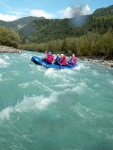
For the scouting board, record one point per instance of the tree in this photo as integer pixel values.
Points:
(9, 37)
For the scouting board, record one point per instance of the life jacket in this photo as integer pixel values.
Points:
(50, 58)
(63, 60)
(73, 60)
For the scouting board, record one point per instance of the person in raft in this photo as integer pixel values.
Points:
(49, 57)
(57, 59)
(63, 60)
(72, 61)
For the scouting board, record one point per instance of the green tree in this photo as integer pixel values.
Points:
(9, 37)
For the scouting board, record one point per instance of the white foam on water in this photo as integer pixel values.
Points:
(35, 83)
(28, 104)
(80, 88)
(95, 73)
(3, 63)
(5, 113)
(1, 79)
(5, 57)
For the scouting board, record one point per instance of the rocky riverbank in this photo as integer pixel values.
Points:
(98, 60)
(6, 49)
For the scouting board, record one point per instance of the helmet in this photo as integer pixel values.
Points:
(50, 52)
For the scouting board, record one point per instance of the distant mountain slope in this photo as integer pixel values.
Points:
(20, 23)
(38, 29)
(104, 11)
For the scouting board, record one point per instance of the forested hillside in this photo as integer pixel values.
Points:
(84, 35)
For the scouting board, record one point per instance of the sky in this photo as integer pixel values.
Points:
(11, 10)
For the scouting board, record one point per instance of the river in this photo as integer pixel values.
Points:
(48, 109)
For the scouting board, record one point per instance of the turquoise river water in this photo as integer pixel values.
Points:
(48, 109)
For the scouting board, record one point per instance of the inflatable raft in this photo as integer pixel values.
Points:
(39, 61)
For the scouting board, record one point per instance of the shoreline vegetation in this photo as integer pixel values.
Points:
(6, 49)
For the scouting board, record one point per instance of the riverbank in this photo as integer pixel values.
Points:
(6, 49)
(98, 60)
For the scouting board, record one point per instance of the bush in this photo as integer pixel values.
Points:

--- REQUIRED WORK ---
List the lines of the material in which the word "tree" occurs.

--- ANSWER FOR THIS EXERCISE ---
For the scouting board, record one point per instance of the tree in this photo as integer pixel values.
For the scouting board, record one point per instance of the green tree in this photo as integer pixel values.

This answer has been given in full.